TASK SET:
a) According to the text on gut and soil health, what proportion of the cells of the human immune system reside in the gut?
b) Continue the text on gut and soil health from where it stops.

Autoimmune disorders ( such as  type 1 diabetes, celiac disease, MS, asthma ) have significantly increased 0ver the last half century. Their numbers are rivaling cancer and heart disease. Additionally, the cures for these disorders seem to to challenge conventional medicine. Alessio Fasano, M.D., a top expert in autoimmunity, states that there are 3 main components to the autoimmune  diseases –  genetic predisposition,  an environmental trigger and a leaky gut.  Plenty of research indicates that the human gastrointestinal system can be weakened by stress, poor nutrition, food sensitivities/allergies and toxins creating a leak or faulty valve that allows undigested food particles, bacteria, viruses and toxins to cross the intestinal barrier and enter into the bloodstream. The immune system then goes into hyper-drive and eventually compromising and destroying healthy tissue.

Since over 70% of the cells of the human immune system reside in the gut, the gastrointestinal area is now getting a lot more attention. Reducing inflammation and toxicity of the gut might hold the key to eradicating a lot of disease and unlocking the mysteries to longevity.



Microbiologist Elaine Ingham, PhD is interested in not only the food we eat but the health of the soil in which we grow the food. She says: “Human health and soil health are one and the same.”  She goes on to say: “Healthy, well- managed dirt is naturally fertile, free of dangerous toxins, and full of microorganisms and nutrients that carry on a synergistic partnership with plants and with us humans.”

Recently, there has been a growing interest in really examining the impacts of conventional industrial framing and agricultural practices on soil health and erosion, and an increased awareness of the connection between nutrient-depleted soils and the declining nutrient density of our farmed produce. Even though the vast majority of American farming still relies on chemical fertilizers, pesticides, monocropping and GMO’s, more and more farmers are using organic and biodynamic techniques to rebuild and protect soil health. Furthermore, it has been proven that vital soil helps to sequester excess carbon in our atmosphere  thereby potentially playing an important role in resolving climate change.

Collected data:
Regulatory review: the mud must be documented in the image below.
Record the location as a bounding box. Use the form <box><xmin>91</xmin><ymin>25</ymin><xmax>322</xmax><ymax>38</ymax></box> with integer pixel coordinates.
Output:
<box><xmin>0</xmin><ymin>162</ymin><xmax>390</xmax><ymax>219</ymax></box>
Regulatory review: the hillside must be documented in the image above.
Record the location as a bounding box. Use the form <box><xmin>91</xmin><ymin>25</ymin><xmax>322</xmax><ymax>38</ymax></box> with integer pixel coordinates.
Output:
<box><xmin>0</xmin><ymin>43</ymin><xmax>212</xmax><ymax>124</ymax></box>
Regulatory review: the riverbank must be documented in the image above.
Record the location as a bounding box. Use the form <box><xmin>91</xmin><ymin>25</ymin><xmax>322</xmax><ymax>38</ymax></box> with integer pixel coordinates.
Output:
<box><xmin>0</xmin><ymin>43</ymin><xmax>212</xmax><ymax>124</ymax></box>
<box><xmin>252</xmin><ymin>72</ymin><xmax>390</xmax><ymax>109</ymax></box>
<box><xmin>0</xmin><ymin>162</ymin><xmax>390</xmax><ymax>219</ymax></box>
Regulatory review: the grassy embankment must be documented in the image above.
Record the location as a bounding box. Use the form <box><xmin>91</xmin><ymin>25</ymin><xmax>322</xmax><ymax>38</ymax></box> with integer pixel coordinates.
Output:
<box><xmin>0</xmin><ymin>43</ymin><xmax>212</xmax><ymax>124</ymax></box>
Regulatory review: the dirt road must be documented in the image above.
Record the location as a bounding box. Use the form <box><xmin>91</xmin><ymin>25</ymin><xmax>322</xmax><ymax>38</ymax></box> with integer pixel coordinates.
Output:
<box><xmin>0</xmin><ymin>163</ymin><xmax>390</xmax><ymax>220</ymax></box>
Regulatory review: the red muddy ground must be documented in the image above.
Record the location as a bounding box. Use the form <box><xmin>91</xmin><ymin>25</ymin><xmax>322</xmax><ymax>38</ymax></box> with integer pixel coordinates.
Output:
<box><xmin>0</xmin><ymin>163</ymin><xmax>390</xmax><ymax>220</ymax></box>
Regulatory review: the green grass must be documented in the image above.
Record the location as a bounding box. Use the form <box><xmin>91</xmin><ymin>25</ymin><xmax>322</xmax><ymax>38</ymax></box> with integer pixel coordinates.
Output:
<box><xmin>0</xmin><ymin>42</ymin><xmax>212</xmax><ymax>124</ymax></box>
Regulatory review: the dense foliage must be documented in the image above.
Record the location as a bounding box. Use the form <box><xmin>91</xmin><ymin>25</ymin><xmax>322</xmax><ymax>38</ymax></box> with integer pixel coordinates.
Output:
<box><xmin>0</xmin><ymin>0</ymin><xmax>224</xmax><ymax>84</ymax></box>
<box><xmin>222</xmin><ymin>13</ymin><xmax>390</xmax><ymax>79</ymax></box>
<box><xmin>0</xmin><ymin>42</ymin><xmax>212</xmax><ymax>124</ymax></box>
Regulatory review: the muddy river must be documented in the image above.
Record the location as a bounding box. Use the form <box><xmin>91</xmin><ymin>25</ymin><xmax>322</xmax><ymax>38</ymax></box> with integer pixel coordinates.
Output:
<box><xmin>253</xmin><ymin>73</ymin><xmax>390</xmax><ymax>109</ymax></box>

SOLVED PROBLEMS:
a) Over 70% of them.

b)
Quality and regular sleep is critical to pursuit of optimal health. It is during sleep that our bodies and brain repair and re-balance themselves. Sleep deficit or prolonged deprivation can directly impact our immune systems, causing inflammation, hormonal imbalance, metabolic and cognitive impairment and even alter our genetic physiology. Research indicates that sleep problems can lead to a surge of pro-inflammatory molecules throughout the body which in turn create problems such as cognitive impairment ( decision making, reaction time, situational awareness and communication are all reduced by 20-50%),  memory loss, sexual dysfunction, cardiovascular disease, cancer and even Alzheimer’s.

Good sleep is essential to one’s health. To ensure good sleep do the following:

– Get to sleep at a regular time, get at least 7 hours, and try to wake at the same time in the morning.

– Exercise regularly, eat a healthy diet ( avoid refined carbs, increase healthy fats, minimize alcohol and caffeine use).

– Avoid or minimize electromagnetic devices prior to bedtime ( TV, smartphones and similar devices)-  try to create a quiet and calming effect.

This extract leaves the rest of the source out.